* [TASK ITEM]: Before repeating the entries below, strip out every picture and keep all else as it is.

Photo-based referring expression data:
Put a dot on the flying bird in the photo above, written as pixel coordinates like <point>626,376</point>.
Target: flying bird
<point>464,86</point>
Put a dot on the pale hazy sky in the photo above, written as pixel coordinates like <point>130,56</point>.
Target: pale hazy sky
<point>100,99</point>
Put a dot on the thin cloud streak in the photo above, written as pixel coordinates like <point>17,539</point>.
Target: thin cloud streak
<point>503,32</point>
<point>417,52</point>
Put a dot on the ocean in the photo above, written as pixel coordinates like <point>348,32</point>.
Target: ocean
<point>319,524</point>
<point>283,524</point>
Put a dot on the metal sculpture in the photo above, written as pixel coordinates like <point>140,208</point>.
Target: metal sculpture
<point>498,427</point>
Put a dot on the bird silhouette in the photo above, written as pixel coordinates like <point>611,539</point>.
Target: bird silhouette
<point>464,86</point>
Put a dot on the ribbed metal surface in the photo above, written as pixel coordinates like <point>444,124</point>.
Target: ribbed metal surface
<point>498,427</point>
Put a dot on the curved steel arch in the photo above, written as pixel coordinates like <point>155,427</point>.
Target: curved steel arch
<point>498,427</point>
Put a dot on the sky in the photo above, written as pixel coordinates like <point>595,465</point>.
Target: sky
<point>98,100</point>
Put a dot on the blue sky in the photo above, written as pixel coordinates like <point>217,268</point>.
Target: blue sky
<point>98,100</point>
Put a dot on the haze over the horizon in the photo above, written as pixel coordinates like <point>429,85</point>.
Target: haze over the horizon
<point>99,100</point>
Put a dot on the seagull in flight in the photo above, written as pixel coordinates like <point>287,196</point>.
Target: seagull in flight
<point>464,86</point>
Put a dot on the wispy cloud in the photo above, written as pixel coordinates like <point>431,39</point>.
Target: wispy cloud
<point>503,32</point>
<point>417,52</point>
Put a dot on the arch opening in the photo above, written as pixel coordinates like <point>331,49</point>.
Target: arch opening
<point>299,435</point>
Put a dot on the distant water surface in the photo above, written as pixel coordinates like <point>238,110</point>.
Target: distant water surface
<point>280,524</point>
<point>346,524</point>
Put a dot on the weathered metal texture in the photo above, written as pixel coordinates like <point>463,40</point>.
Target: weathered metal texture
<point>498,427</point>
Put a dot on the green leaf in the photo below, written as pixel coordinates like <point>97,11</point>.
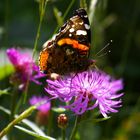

* [ANSWER SPACE]:
Put a dot on the flying bird in the photo above, written as pixel coordinates like <point>626,376</point>.
Target: flying bird
<point>464,86</point>
Put a dot on the pale hazy sky in the photo above, written as pixel coordinates like <point>130,56</point>.
Target: pale hazy sky
<point>100,99</point>
Put a dot on the thin cloud streak in the photo above, written as pixel coordinates like <point>17,539</point>.
Target: thin cloud streak
<point>503,32</point>
<point>417,52</point>
Put a dot on the ocean in the photo above, written as pixel coordinates like <point>348,32</point>.
Target: ocean
<point>319,524</point>
<point>283,524</point>
Put a dot on the metal sculpture in the photo above, written as pixel coordinates like <point>140,208</point>.
Target: metal sculpture
<point>498,427</point>
Put a dot on the bird silhouette in the photo above, written as pixel coordinates like <point>611,539</point>.
Target: bird silhouette
<point>464,86</point>
Put a dot on the ribbed metal surface in the photo above, written as pixel coordinates like <point>444,124</point>.
Target: ribbed metal surface
<point>498,427</point>
Put a dot on the curved steel arch in the photo above, written as pixel coordinates like <point>155,427</point>.
Target: curved steel arch
<point>498,427</point>
Put a dot on the sky in the photo above, written as pixel coordinates like <point>595,465</point>.
Target: sky
<point>98,100</point>
Put a dot on the blue sky in the photo above, written as pixel coordinates like <point>217,268</point>.
Target: blue sky
<point>98,100</point>
Put a dot on the haze over the horizon in the photo above, written as pixel coordinates like <point>429,85</point>.
Target: haze over the horizon
<point>99,100</point>
Put a dot on the seagull in flight in the photo above, written as pixel coordinates like <point>287,196</point>.
Target: seagull in flight
<point>464,86</point>
Put a dot on the wispy cloud in the photo above, written as pixel coordinates like <point>431,39</point>.
Target: wispy cloud
<point>503,32</point>
<point>417,52</point>
Put a dot on the arch opening in the photo above, written as pixel coordinates like <point>331,49</point>.
Target: arch opening
<point>299,435</point>
Put a dot on the distant water surface in the photo above, written as pixel coordinates like <point>238,110</point>.
Target: distant water surface
<point>280,524</point>
<point>346,524</point>
Put a dot on the weathered metal texture in the photo above, written as pixel coordinates like <point>463,40</point>.
Target: weathered metal texture
<point>498,427</point>
Put a dot on the green leaf in the photo below, written as pixel coordinates like <point>97,11</point>.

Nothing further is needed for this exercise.